Challenge 1:
Read the post on regulatory capture below and decide whether each statement agrees with it: (a) the post says the foundations of society are often available to be greatly influenced; (b) the post places a perfect storm of policy, governance, greed and corruption at the apex; (c) the post says only the most vigilant rally to perfect the system. For each, answer yes or no and quote the deciding words of the post.

Selected text:

==============================

Saturday, May 24, 2008

Regulatory capture: The hands that tighten the banks noose



Everyone can sense that we are at a critical juncture in history. It is not often that the foundations of society are available to be greatly influenced. Generally, that is an acceptance of the status quo with only minor adjustments. In these times only the most vigilant rally to perfect the system, everyone else is resigned and are not inclined get involved. Elections, conflicts and now the economy are on the tongues of even the most passive as devastation engulfs the entire globe. At the apex is a perfect storm of policy, governance, greed and corruption. Politics of fear to feed the greed in a conflict for a commodity and to enrich arms manufacturers. It cannot be overstated that the sheer cohesion of powers combined against humanity is a massive foe. What is the fate of a disparate global public against powerful combined interest of global corruption?

==============================

Entries shown:
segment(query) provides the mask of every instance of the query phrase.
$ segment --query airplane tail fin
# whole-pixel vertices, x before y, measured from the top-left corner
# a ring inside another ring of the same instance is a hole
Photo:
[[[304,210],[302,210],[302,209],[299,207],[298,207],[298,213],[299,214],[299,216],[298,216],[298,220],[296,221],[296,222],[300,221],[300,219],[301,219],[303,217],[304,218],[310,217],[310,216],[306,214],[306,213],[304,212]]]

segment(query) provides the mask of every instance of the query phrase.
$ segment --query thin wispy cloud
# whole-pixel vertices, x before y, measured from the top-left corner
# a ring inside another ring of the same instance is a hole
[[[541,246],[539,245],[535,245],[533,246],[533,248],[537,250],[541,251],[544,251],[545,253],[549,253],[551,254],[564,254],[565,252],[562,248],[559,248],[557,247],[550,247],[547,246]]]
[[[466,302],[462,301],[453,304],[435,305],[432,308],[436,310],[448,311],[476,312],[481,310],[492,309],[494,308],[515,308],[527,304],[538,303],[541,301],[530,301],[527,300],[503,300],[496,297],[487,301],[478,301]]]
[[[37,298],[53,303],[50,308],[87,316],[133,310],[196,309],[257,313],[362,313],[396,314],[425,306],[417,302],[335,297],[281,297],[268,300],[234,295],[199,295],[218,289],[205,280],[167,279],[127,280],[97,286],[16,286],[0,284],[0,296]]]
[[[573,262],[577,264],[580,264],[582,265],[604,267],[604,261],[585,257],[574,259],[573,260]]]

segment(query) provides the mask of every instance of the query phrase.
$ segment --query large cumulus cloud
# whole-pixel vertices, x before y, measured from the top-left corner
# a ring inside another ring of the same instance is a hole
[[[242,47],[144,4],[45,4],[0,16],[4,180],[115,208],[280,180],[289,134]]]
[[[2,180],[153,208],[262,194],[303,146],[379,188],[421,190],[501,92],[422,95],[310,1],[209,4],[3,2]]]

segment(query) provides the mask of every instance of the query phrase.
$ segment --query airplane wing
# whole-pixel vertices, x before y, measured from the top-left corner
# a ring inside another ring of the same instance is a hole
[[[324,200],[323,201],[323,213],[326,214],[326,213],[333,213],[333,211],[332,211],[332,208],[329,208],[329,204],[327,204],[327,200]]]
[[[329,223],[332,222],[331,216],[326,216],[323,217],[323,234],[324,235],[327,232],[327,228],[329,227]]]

==============================

Challenge 2:
Gather every line of the listing above that contains the word "airplane".

Complete output 1:
(a) No: "It is not often that the foundations of society are available to be greatly influenced."
(b) Yes: "At the apex is a perfect storm of policy, governance, greed and corruption."
(c) Yes: "In these times only the most vigilant rally to perfect the system"

Complete output 2:
$ segment --query airplane tail fin
$ segment --query airplane wing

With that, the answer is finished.